===== Teks Bacaan =====
Berdasarkan pendapat di atas kita memperoleh gambaran bahwa filsafat ilmu merupakan telaah kefilsafatan yang ingin menjawab pertanyaan mengenai hakikat ilmu, yang ditinjau dari segi ontologis, epistemelogis maupun aksiologisnya. Dengan kata lain filsafat ilmu merupakan bagian dari epistemologi (filsafat pengetahuan) yang secara spesifik mengakaji hakikat ilmu, seperti :
·      Obyek apa yang ditelaah ilmu ? Bagaimana ujud yang hakiki dari obyek tersebut? Bagaimana hubungan antara obyek tadi dengan daya tangkap manusia yang membuahkan pengetahuan ? (Landasan ontologis)
=====
Tantangan A — Menurut teks tentang filsafat ilmu di atas, filsafat ilmu merupakan bagian dari apa?
Tantangan B — Tolong lanjutkan teks tentang filsafat ilmu mulai setelah kalimat terakhirnya.
===== Daftar Butir =====
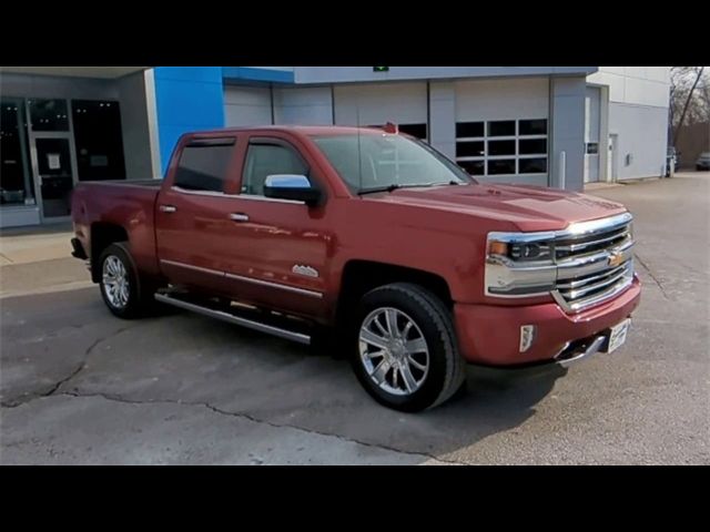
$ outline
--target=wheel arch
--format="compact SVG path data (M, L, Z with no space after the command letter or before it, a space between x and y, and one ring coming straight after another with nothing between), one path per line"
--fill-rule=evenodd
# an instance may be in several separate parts
M91 280L94 283L101 280L101 253L116 242L129 242L129 234L122 225L105 222L91 224Z

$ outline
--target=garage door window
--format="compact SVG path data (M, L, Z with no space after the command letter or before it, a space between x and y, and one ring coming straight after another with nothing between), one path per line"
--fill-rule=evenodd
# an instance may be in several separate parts
M547 173L547 120L456 124L456 162L471 175Z

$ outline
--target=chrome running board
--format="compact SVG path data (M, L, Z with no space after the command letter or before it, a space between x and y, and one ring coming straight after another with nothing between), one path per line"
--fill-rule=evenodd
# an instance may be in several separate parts
M302 332L295 332L293 330L284 329L282 327L276 327L265 323L255 321L253 319L247 319L247 318L237 316L236 314L205 307L203 305L196 305L194 303L190 303L184 299L170 296L166 294L155 294L155 300L160 303L164 303L165 305L172 305L174 307L183 308L185 310L191 310L193 313L202 314L203 316L221 319L222 321L226 321L229 324L240 325L242 327L246 327L247 329L258 330L260 332L266 332L267 335L277 336L278 338L284 338L286 340L297 341L298 344L304 344L306 346L311 345L310 335L304 335Z

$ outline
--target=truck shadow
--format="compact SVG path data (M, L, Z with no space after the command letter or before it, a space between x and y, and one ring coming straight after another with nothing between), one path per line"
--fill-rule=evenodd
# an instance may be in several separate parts
M262 396L258 405L247 400L252 403L250 415L361 443L428 456L447 454L516 429L535 416L536 405L550 393L557 379L567 374L555 365L524 369L468 366L465 388L448 402L419 413L403 413L375 402L342 356L333 357L322 348L284 340L264 340L258 332L232 330L242 341L255 340L266 348L260 365L274 367L274 359L293 364L291 369L278 370L276 376L260 372L261 385L274 390L277 397ZM282 383L291 389L276 391Z

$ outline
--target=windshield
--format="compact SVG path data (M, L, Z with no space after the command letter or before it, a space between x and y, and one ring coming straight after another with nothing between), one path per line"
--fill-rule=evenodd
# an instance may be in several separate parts
M400 186L475 183L440 153L402 135L366 132L313 136L313 141L356 194Z

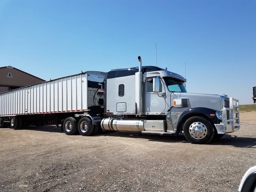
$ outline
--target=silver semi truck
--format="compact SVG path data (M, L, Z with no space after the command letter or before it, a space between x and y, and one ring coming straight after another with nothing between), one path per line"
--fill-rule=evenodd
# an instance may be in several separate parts
M0 127L55 119L65 132L176 135L205 144L240 128L238 101L187 92L182 76L154 66L87 71L0 94Z

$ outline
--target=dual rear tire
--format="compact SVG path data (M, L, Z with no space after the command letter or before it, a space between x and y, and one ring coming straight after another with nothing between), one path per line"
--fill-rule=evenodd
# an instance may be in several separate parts
M79 132L83 136L89 136L97 133L99 127L93 125L91 120L87 117L82 117L77 122L73 117L68 117L64 121L63 130L67 135L74 135Z

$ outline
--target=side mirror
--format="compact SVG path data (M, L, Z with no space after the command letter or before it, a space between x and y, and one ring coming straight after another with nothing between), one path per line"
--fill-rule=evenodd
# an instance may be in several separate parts
M153 92L158 93L160 90L160 79L158 77L153 78Z

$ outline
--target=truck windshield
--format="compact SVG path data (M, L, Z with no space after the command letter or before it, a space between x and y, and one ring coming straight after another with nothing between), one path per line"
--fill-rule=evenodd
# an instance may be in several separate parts
M187 93L185 84L181 80L172 77L164 77L168 89L171 92Z

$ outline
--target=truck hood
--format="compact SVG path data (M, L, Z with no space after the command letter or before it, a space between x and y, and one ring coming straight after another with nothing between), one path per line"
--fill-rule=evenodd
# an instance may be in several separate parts
M196 98L219 99L220 95L215 94L207 94L202 93L181 93L180 95L180 97Z

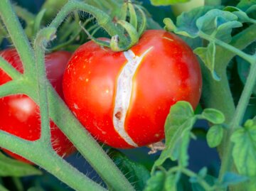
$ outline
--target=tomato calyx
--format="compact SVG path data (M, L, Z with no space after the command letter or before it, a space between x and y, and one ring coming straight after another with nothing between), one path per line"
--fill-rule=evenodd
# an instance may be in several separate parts
M127 21L127 18L129 18L129 21ZM135 45L139 41L139 37L145 31L146 26L146 15L143 10L140 6L133 4L130 0L124 1L120 11L120 15L114 16L112 19L112 22L115 23L116 26L121 26L121 30L123 31L124 36L126 36L127 38L125 40L124 39L120 38L118 35L112 36L110 42L97 39L93 37L93 34L98 28L95 30L91 35L80 23L80 26L88 36L89 38L93 42L100 45L110 48L114 52L127 50L132 46Z

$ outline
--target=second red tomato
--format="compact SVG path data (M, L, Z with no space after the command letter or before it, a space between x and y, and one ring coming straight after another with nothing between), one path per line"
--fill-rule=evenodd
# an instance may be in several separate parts
M23 72L22 63L14 49L6 49L0 52L6 61L18 71ZM71 53L58 51L46 57L47 77L63 97L62 80L64 70ZM11 78L0 69L0 85ZM28 96L23 94L10 95L0 99L0 129L28 141L36 141L41 136L40 111L38 106ZM56 125L50 122L51 142L54 150L60 155L68 155L74 151L73 144L60 131ZM26 160L6 152L14 158L23 161Z

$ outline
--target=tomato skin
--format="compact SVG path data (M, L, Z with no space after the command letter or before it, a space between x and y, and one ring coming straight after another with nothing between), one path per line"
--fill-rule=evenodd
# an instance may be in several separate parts
M202 80L196 55L174 34L147 31L131 50L145 55L132 76L124 128L142 146L164 138L171 105L184 100L196 108ZM79 121L98 141L122 148L134 146L119 136L113 122L114 116L123 114L114 115L114 108L118 77L128 62L126 53L86 43L73 53L63 77L65 99Z
M22 63L15 49L6 49L0 52L7 62L18 72L23 73ZM58 51L46 56L47 77L61 97L63 75L71 56L66 51ZM0 85L11 80L11 78L0 69ZM24 94L10 95L0 99L0 129L28 141L36 141L41 136L40 109L38 106ZM51 142L53 148L60 155L72 153L75 150L73 144L50 121ZM9 151L9 155L30 163L27 160Z

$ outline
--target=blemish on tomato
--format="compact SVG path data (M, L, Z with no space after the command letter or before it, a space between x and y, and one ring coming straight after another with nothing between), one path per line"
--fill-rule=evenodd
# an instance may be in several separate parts
M116 118L117 118L118 120L120 120L121 118L122 118L122 112L119 111L117 111L117 112L114 114L114 116L115 116Z
M166 37L166 36L164 36L163 38L164 38L164 39L166 39L166 40L170 40L170 41L174 41L173 39L171 39L171 38L168 38L168 37Z

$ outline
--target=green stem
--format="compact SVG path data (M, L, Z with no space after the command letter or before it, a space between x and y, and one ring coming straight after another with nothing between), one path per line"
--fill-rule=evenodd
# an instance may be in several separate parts
M0 68L8 74L13 80L18 79L21 77L21 74L11 66L6 60L0 56Z
M0 131L1 147L38 164L75 190L106 190L63 160L41 141L28 141Z
M50 116L87 161L114 190L134 190L131 184L101 146L90 135L51 86L48 87Z
M122 43L129 44L128 40L124 35L119 30L112 21L108 14L102 11L94 6L80 2L75 0L70 0L66 4L58 13L57 16L53 19L50 27L55 27L56 28L61 24L65 18L73 11L84 11L93 15L97 19L98 24L101 26L111 36L117 35Z
M9 0L0 1L0 16L20 56L24 73L35 71L33 52Z
M23 87L26 87L26 84L22 79L9 81L0 86L0 98L24 92Z
M14 6L14 9L17 13L17 16L25 21L26 25L33 24L35 21L35 16L33 13L17 5Z
M228 130L228 138L230 138L233 133L241 125L246 108L248 105L252 89L256 84L256 62L251 62L251 69L249 72L248 77L242 90L241 97L239 99L238 107L233 119L230 123L230 127ZM225 172L230 171L233 164L232 158L232 151L233 143L229 141L227 142L224 148L225 155L223 155L223 163L220 170L219 178L222 180Z
M55 33L55 28L45 28L40 31L34 42L36 54L36 76L38 80L38 94L39 97L39 108L41 116L41 129L42 139L46 146L50 144L50 119L48 102L47 97L46 70L45 65L45 50L47 43L50 41Z

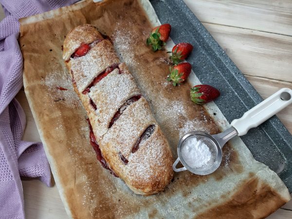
=====
Jawaban Latihan A — Filsafat ilmu merupakan bagian dari epistemologi (filsafat pengetahuan).

Jawaban Latihan B —
·      Bagaimana proses yang memungkinkan ditimbanya pengetahuan yang berupa ilmu? Bagaimana prosedurnya? Hal-hal apa yang harus diperhatikan agar mendakan pengetahuan yang benar? Apakah kriterianya? Apa yang disebut kebenaran itu? Adakah kriterianya? Cara/teknik/sarana apa yang membantu kita dalam mendapatkan pengetahuan yang berupa ilmu? (Landasan epistemologis)
·      Untuk apa pengetahuan yang berupa ilmu itu dipergunakan? Bagaimana kaitan antara cara penggunaan tersebut dengan kaidah-kaidah moral? Bagaimana penentuan obyek yang ditelaah berdasarkan pilihan-pilihan moral ? Bagaimana kaitan antara teknik prosedural yang merupakan operasionalisasi metode ilmiah dengan norma-norma moral/profesional ? (Landasan aksiologis). (Jujun S. Suriasumantri, 1982).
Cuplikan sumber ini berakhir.